:: ABOUT THIS EXERCISE ::
For this exercise, write out exactly the lines of the material from the one containing "Put a dot on each instance of the arching" through the end, both ends included, and nothing more.

:: DATA RECORDS ::

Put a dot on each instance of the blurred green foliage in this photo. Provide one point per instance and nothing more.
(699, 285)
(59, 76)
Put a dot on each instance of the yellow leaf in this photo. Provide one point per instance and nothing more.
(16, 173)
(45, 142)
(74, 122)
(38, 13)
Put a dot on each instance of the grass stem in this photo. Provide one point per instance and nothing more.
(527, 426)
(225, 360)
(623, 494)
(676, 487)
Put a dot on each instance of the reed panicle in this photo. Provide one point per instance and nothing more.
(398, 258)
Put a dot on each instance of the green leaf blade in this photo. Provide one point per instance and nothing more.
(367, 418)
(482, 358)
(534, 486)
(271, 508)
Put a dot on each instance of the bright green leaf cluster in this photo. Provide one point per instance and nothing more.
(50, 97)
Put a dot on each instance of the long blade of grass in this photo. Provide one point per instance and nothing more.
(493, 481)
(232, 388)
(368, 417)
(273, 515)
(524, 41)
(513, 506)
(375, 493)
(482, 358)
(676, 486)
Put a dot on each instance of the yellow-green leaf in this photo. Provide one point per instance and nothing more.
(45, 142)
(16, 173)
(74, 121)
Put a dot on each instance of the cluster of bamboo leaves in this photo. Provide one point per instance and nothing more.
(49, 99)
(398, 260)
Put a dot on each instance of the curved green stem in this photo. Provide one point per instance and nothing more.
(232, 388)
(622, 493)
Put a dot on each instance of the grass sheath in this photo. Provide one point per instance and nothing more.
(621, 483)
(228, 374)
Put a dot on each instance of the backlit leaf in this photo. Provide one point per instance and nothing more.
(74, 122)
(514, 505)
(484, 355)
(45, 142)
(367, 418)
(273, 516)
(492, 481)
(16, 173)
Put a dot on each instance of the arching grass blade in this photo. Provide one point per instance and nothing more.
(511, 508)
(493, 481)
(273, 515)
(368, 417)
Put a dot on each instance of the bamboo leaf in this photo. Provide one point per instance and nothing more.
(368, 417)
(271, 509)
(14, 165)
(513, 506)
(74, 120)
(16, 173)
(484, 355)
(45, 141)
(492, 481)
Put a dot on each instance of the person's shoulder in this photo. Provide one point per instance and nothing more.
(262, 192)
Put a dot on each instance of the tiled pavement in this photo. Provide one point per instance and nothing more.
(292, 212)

:: YOUR SOLUTION ::
Put a dot on each instance of the arching grass blade in this photo. Provide one point per instance and nothing more.
(511, 508)
(493, 481)
(273, 515)
(368, 417)
Put a dot on each instance of the bamboo leaf in this photo. Provide one point per instance and nothing more.
(368, 417)
(271, 509)
(14, 165)
(513, 506)
(74, 120)
(16, 173)
(484, 355)
(45, 141)
(492, 481)
Put a dot on each instance of the person's shoulder in this photo. Provide one point per instance and nothing more.
(262, 192)
Put a dot on each instance of the tiled pavement in this photo. Provide one point per instance and nothing more.
(292, 212)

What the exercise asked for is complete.